GIVEN PROBLEM. Rewrite the entries as a numbered list, starting with the line that contains "When you get a chance, could you please identify the grass" and continuing through the last line of the entries. Leave out any blank lines.

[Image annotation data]

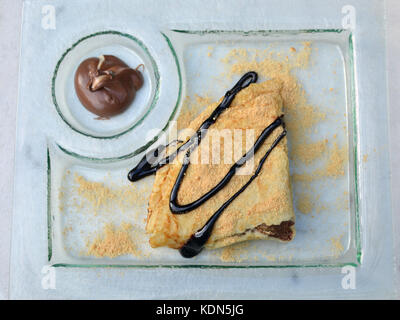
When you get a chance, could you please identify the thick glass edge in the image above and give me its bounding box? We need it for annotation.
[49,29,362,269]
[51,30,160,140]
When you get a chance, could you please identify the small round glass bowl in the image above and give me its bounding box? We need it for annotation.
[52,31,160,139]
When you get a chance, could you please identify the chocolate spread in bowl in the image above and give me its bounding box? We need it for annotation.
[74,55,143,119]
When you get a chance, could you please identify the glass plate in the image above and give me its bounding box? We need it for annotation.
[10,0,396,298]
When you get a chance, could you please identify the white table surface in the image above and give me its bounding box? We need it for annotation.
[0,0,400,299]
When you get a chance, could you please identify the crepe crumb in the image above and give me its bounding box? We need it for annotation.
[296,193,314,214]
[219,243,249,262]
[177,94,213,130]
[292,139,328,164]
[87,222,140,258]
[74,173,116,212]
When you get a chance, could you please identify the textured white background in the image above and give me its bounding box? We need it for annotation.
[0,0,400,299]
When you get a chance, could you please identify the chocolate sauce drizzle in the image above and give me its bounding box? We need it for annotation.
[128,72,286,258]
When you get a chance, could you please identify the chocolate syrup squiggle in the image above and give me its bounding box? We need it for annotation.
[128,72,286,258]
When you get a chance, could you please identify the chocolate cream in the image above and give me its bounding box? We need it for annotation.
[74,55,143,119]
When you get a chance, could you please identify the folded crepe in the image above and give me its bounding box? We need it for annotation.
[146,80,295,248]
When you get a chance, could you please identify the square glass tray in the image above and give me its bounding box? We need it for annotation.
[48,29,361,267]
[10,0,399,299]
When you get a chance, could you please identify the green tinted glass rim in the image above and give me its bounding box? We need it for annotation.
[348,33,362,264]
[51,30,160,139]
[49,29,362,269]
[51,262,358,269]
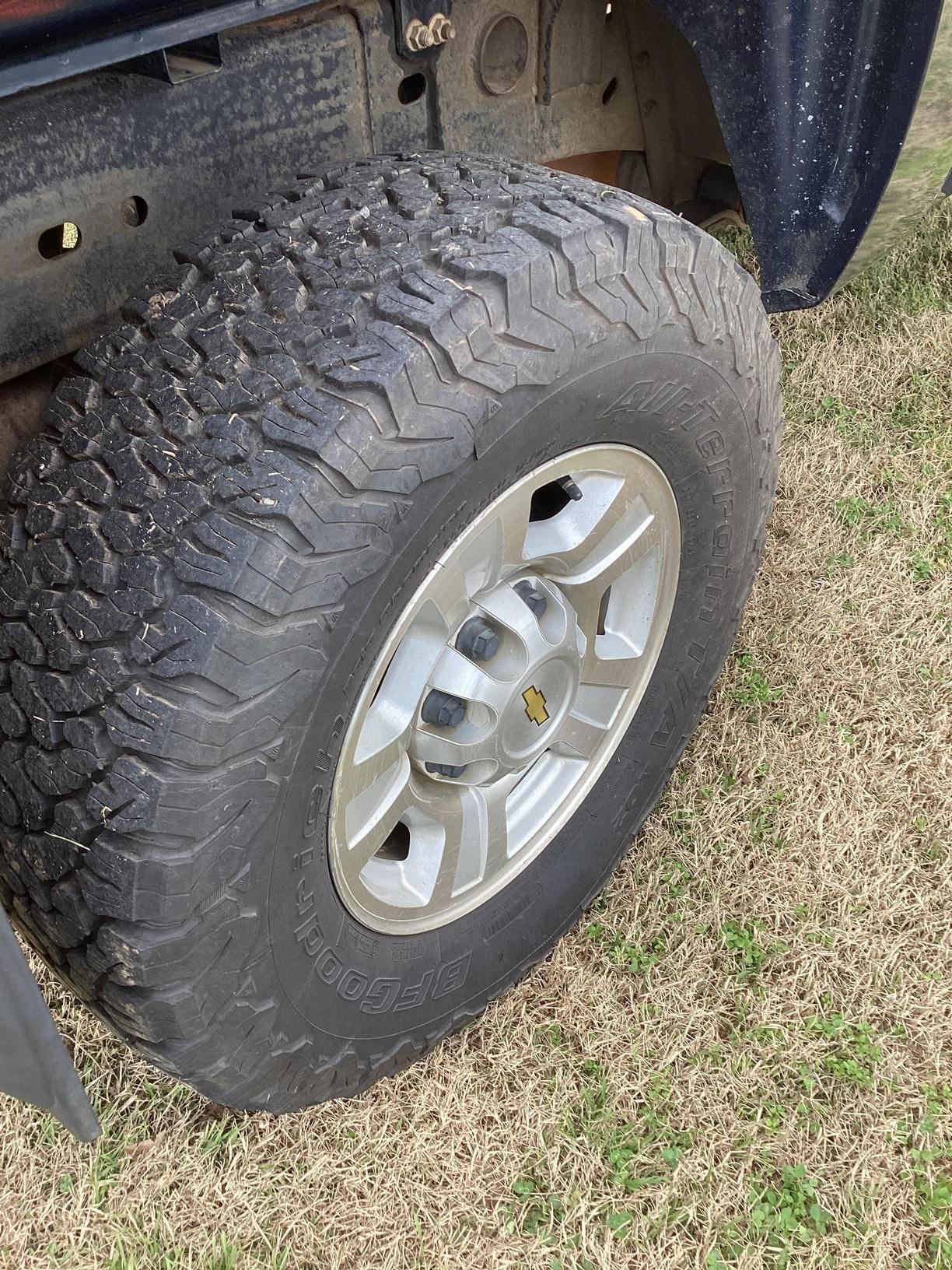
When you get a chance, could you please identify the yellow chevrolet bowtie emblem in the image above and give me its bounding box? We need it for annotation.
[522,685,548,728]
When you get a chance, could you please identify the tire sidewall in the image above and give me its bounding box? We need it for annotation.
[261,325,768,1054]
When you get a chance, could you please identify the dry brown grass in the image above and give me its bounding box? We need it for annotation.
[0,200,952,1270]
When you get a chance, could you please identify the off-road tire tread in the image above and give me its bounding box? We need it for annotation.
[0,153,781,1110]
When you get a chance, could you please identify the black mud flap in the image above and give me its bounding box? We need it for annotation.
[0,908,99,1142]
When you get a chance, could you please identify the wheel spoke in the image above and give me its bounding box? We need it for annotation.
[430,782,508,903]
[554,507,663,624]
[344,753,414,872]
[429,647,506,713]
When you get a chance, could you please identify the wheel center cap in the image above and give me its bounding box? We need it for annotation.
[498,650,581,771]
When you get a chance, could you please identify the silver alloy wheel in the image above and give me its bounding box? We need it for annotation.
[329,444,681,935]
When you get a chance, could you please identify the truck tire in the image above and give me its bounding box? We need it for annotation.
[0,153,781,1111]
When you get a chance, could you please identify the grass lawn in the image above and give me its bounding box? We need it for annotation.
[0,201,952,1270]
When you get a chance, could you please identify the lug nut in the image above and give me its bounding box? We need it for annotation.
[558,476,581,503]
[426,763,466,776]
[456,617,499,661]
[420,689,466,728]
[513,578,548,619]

ANSWER TO THIS EXERCISE.
1. When you get a chance, could you please identify the grass lawn in the image above and give me its bounding box? We need it for annotation.
2. [0,201,952,1270]
3. When you get a chance, could you please identify the lug nut in the image above and give me its bounding box? We need it for annotation.
4. [558,476,581,503]
5. [426,763,466,776]
6. [456,617,499,661]
7. [420,689,466,728]
8. [513,578,548,619]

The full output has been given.